STATED PROBLEM 1:
Could you copy the passage on Chinese companies buying U.S. tech assets word for word?

### GIVEN TEXT

China certainly possesses the financial wherewithal to make it happen. With $750 billion in liquid securities, the government has plenty of cash on hand. And the revaluation of the renminbi will strengthen the value of that currency in relation to the dollar, making it easier for Chinese companies to buy assets in the U.S. (see BW Online, 7/26/05, “China’s Revaluation: Don’t Fret”).

Formidable roadblocks to big-tech deals would exist. CNOOC’s Unocal bid has triggered a review in Washington that could drag on for the rest of the year, or longer. And it’s not clear that Unocal, which has a large percentage of its oil reserves in Indonesia, not the U.S., is really so crucial to U.S. strategic interests. The political opposition to a takeover of a major U.S. tech company may prove even greater.


For now, Chinese companies will focus on more achievable goals, such as buying smaller and midsize tech companies. Liu participated in two such deals, including the sale of software maker Ross Systems to Hong Kong’s CDC Corp. (CHINA) in 2004.

######

STATED PROBLEM 2:
Can you give back the records from the line containing "In this exercise you will mark the grey" through the end of the records, requests included, with every coordinate in the answers increased by 105? Include only that stretch.

### MATERIALS PROVIDED

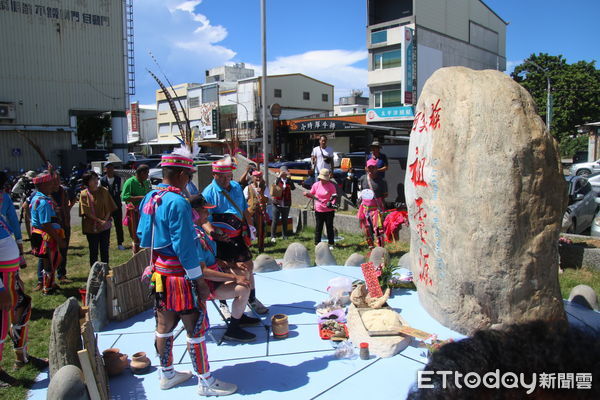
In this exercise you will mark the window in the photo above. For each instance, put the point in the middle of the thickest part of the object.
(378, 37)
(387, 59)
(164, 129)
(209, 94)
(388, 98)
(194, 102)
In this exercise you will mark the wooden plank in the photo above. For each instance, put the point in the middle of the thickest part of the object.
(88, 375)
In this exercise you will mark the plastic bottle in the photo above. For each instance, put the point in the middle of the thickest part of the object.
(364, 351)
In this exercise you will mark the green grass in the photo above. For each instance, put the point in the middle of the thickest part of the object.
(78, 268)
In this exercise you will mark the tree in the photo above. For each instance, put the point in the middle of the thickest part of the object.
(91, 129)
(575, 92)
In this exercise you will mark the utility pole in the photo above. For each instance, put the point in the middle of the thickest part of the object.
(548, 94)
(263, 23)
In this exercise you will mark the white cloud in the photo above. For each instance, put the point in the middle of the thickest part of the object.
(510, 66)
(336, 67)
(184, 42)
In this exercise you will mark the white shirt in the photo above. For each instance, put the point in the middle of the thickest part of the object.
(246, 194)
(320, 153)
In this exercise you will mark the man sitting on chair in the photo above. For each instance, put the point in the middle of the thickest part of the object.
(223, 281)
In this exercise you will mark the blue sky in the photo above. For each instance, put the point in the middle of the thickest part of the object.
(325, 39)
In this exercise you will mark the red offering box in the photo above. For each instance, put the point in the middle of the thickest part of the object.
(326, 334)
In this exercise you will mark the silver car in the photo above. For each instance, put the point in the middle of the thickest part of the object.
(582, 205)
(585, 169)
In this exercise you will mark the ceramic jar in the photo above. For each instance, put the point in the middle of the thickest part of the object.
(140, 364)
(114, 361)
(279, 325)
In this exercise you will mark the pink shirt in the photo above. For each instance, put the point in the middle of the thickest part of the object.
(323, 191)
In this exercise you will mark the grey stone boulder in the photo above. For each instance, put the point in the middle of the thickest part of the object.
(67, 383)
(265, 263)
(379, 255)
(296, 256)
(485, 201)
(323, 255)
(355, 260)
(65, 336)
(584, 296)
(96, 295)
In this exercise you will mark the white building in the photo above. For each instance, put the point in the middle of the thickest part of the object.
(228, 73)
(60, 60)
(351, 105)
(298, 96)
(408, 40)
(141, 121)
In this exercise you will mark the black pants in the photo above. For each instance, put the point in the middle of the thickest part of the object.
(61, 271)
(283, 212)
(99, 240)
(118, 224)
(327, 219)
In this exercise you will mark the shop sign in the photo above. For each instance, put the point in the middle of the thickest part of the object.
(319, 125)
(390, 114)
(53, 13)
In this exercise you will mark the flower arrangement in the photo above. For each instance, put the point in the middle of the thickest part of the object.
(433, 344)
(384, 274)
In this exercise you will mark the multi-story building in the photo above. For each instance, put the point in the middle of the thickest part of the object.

######

EXPECTED OUTPUT 1:
China certainly possesses the financial wherewithal to make it happen. With $750 billion in liquid securities, the government has plenty of cash on hand. And the revaluation of the renminbi will strengthen the value of that currency in relation to the dollar, making it easier for Chinese companies to buy assets in the U.S. (see BW Online, 7/26/05, “China’s Revaluation: Don’t Fret”).

Formidable roadblocks to big-tech deals would exist. CNOOC’s Unocal bid has triggered a review in Washington that could drag on for the rest of the year, or longer. And it’s not clear that Unocal, which has a large percentage of its oil reserves in Indonesia, not the U.S., is really so crucial to U.S. strategic interests. The political opposition to a takeover of a major U.S. tech company may prove even greater.


For now, Chinese companies will focus on more achievable goals, such as buying smaller and midsize tech companies. Liu participated in two such deals, including the sale of software maker Ross Systems to Hong Kong’s CDC Corp. (CHINA) in 2004.

EXPECTED OUTPUT 2:
In this exercise you will mark the grey stone boulder in the photo above. For each instance, put the point in the middle of the thickest part of the object.
(172, 488)
(370, 368)
(484, 360)
(401, 361)
(590, 306)
(428, 360)
(460, 365)
(170, 441)
(689, 401)
(201, 400)
In this exercise you will mark the white building in the photo above. For each instance, put the point in the middle of the thickest part of the object.
(333, 178)
(165, 165)
(456, 210)
(403, 201)
(513, 145)
(246, 226)
In this exercise you will mark the black pants in the photo above. For each instance, put the point in the middle of the thickest part of the object.
(166, 376)
(388, 317)
(204, 345)
(223, 329)
(432, 324)
In this exercise you will mark the shop sign in the photo above. For each instance, put the point in the middle of the thickest part of the object.
(424, 230)
(495, 219)
(158, 118)
In this exercise you will mark the flower arrangement in the photo above. For each instance, put the point in the middle of the thickest part of the object.
(538, 449)
(489, 379)
In this exercise you will mark the multi-story building in the photo above. For each instance, put the point in the middle of the thickest part of the object.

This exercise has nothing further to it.